• _DOCUMENT SECTION_
^^^^

# The Pirate Bay Raided By Police, Site Down



## ChrisM (Dec 9, 2014)

Looks like TPB was raided again. No doubt it will come back up as it always does. But is this signs of a possible end of TPB?

Ref:  http://gizmodo.com/swedish-police-raid-the-pirate-bay-1668902014



> Swedish police have reportedly raided The Pirate Bay. The Portal has been down for several hours. The site has long hidden behind the relatively lax laws of Sweden, but it appears it's exhausted the leniency.
> 
> The embattled site went down this morning, and Swedish Police confirmed to TorrentFreak that the site's servers were seized in connection with a broad intellectual property operation of some kind.


----------



## RTGHM (Dec 9, 2014)

_and a moment of silence for the people who didn't see this coming_

Okay, that was predictable.


----------



## HalfEatenPie (Dec 9, 2014)

And... it's already back up as many people claim.

Apparently it's up at the Puerto Rico domain?


----------



## ChrisM (Dec 9, 2014)

@HalfEatenPie As per a quick google search it looks like Costa Rica actually. 

http://www.smh.com.au/digital-life/digital-life-news/pirate-bay-sets-sail-for-costa-rica-following-swedish-raid-20141210-123wn6.html


----------



## HalfEatenPie (Dec 9, 2014)

Yeah that was it.

I knew it was some random country in South America or something.  

I don't really use it anyways so... haha.


----------



## drmike (Dec 9, 2014)

The Pirate Bay?  People still use that site  ?

Well, what can I say?

How about this?  



How are those raid proof VPS things working for them  ?


----------



## HalfEatenPie (Dec 9, 2014)

I believe (from what many people are saying AFAIK), the police were only able to hit the load balancers.  As in the back-end VPSes are still fine. 

That's why they were able to spin up more VPSes in other places and redirect the traffic to another domain so fast.


----------



## drmike (Dec 9, 2014)

HalfEatenPie said:


> I believe (from what many people are saying AFAIK), the police were only able to hit the load balancers.  As in the back-end VPSes are still fine.

^^^^

• _PARTS OF THE EXERCISE_
A - Answer these from the forum thread about The Pirate Bay raid:
(i) Which country's police raided the site?
(ii) Which outlet did the police confirm the server seizure to?
(iii) According to HalfEatenPie, what were the police only able to hit?
B - Print the part of the Pirate Bay thread that opens with the words containing "I don't really" and closes with "How about this?".

^^^^

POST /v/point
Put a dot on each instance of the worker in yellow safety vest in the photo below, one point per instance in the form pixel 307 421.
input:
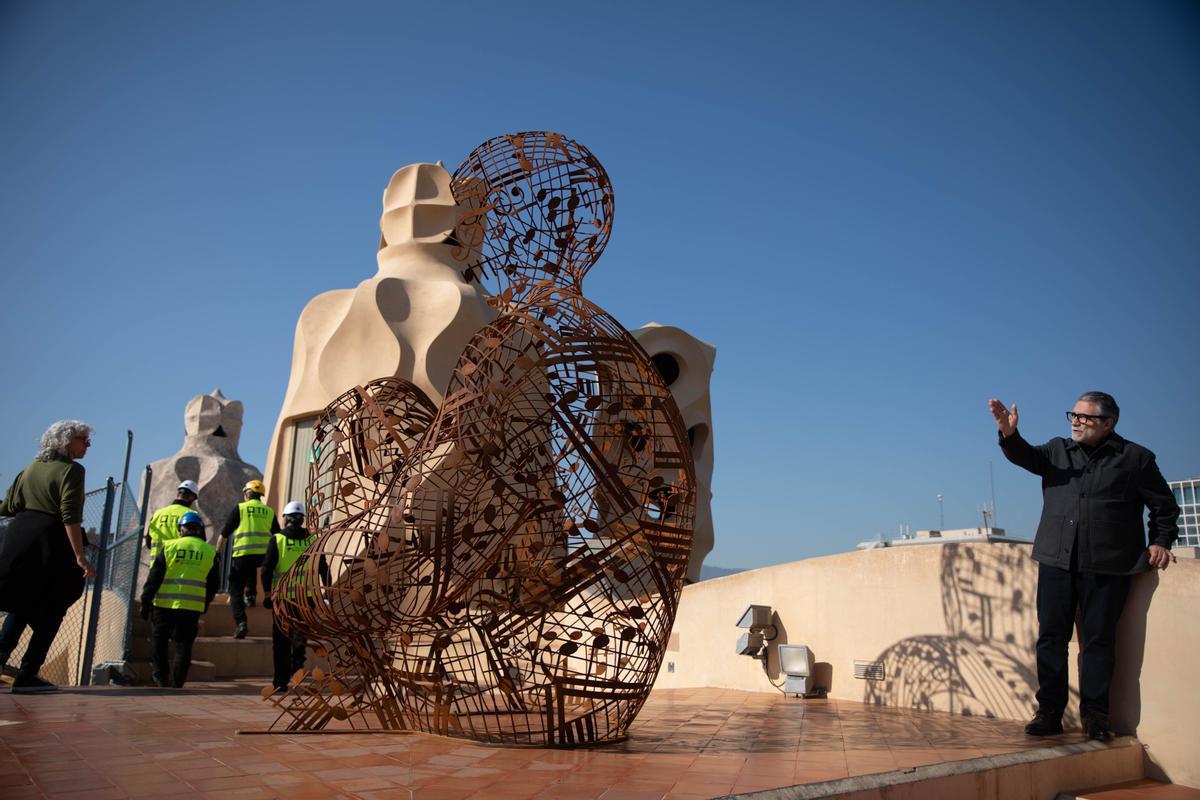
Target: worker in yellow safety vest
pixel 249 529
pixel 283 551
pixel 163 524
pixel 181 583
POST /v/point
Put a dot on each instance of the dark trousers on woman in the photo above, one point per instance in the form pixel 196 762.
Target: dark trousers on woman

^^^^

• _ANSWERS FOR THE EXERCISE_
A -
(i) Sweden
(ii) TorrentFreak
(iii) The load balancers

B -
I don't really use it anyways so... haha.


----------



## drmike (Dec 9, 2014)

The Pirate Bay?  People still use that site  ?

Well, what can I say?

How about this?